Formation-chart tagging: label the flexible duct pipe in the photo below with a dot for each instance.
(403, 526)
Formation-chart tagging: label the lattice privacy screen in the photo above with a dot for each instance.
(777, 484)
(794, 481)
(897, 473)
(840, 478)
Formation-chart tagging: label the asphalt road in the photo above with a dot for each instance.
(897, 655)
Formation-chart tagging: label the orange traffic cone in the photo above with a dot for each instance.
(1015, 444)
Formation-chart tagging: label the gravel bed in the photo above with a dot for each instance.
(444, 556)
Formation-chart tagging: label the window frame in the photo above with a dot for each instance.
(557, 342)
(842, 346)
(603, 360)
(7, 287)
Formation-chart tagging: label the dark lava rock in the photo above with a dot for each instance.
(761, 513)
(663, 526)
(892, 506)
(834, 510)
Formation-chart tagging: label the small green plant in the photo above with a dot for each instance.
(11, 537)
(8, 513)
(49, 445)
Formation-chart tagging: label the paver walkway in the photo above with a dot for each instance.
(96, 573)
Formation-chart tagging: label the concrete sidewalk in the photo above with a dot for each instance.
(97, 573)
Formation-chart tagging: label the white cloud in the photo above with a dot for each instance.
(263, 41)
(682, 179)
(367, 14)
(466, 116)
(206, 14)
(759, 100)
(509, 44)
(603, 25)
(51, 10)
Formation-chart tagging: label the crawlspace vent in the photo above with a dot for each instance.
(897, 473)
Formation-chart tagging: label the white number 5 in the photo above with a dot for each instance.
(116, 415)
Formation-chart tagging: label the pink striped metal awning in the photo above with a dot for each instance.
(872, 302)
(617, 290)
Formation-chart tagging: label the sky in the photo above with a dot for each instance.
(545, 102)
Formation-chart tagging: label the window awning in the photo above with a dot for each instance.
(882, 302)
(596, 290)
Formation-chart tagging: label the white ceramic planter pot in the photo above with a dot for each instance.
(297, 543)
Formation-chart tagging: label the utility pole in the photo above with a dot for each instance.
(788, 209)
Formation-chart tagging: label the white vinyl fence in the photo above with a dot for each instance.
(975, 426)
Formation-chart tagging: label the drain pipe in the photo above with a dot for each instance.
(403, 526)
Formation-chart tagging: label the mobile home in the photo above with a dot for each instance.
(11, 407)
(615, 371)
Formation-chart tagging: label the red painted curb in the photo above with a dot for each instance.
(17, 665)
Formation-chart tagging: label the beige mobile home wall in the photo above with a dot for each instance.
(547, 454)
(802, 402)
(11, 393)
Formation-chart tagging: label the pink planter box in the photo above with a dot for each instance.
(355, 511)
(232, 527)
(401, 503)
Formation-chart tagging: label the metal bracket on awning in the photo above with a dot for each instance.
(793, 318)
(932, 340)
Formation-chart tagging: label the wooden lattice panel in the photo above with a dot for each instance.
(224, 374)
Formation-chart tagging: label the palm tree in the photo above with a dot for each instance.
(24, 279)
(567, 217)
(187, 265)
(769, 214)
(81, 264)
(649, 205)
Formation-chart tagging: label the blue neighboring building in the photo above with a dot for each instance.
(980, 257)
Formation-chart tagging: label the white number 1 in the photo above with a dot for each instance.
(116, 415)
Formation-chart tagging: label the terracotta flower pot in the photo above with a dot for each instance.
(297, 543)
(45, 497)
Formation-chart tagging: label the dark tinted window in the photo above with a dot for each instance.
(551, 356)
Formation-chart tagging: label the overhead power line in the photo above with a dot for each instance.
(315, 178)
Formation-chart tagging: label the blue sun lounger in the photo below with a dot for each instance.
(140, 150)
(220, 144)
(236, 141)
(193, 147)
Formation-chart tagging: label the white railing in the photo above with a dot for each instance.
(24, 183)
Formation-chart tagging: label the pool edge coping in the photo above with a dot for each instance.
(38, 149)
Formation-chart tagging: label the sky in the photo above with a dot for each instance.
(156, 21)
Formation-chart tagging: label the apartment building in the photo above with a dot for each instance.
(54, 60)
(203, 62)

·····

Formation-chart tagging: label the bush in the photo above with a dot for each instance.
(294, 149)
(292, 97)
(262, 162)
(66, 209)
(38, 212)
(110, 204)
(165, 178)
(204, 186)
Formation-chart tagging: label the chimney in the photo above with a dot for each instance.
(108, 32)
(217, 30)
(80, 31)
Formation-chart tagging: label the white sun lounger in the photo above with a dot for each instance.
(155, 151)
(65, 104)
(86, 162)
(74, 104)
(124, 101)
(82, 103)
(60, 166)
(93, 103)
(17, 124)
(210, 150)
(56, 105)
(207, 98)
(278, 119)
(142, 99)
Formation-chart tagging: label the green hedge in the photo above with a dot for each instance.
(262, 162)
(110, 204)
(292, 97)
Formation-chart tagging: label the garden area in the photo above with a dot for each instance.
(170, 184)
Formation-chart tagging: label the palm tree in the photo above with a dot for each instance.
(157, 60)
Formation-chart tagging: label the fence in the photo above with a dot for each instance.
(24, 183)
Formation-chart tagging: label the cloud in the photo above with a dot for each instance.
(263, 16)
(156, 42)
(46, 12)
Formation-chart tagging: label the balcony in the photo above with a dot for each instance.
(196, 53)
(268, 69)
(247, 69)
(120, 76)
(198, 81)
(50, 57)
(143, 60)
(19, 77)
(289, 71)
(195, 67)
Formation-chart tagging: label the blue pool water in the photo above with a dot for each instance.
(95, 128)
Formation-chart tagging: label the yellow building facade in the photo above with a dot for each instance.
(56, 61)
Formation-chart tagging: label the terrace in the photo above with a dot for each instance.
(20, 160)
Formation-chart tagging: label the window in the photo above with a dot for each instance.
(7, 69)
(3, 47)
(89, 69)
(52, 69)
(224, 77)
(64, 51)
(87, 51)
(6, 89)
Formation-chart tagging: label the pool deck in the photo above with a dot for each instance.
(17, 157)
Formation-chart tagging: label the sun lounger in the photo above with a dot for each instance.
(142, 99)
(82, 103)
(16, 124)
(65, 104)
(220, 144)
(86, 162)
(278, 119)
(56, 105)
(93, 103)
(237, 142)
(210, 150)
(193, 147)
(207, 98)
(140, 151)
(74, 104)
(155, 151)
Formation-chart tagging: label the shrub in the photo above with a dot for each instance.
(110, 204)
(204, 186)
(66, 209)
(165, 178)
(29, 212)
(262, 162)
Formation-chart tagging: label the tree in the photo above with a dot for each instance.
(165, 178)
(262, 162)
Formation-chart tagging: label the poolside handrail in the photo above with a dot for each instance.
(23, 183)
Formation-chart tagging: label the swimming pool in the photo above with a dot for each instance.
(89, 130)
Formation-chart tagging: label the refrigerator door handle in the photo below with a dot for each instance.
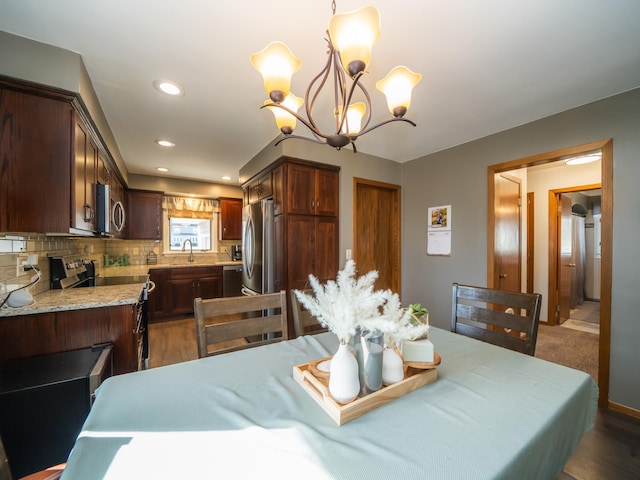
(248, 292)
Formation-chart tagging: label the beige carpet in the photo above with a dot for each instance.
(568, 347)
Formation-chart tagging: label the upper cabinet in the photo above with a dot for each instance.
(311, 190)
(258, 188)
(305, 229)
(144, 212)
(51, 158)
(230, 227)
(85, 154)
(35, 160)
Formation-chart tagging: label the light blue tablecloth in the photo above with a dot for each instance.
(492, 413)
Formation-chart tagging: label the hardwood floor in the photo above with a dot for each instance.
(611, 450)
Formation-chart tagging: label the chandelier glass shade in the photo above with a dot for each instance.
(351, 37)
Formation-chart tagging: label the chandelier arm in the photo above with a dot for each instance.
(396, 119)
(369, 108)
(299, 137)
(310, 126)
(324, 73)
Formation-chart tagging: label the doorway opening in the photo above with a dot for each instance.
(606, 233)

·····

## Exercise directions
List every line of the data above that contains the word "building".

## Solution to the problem
Formation-chart tagging: label the blue neighboring building in the photo above with a dot for each instance.
Formation-chart tagging: label the apartment building in the photo above with a dot for each instance.
Formation-chart tagging: label the yellow building facade in the photo above with a dot for each instance.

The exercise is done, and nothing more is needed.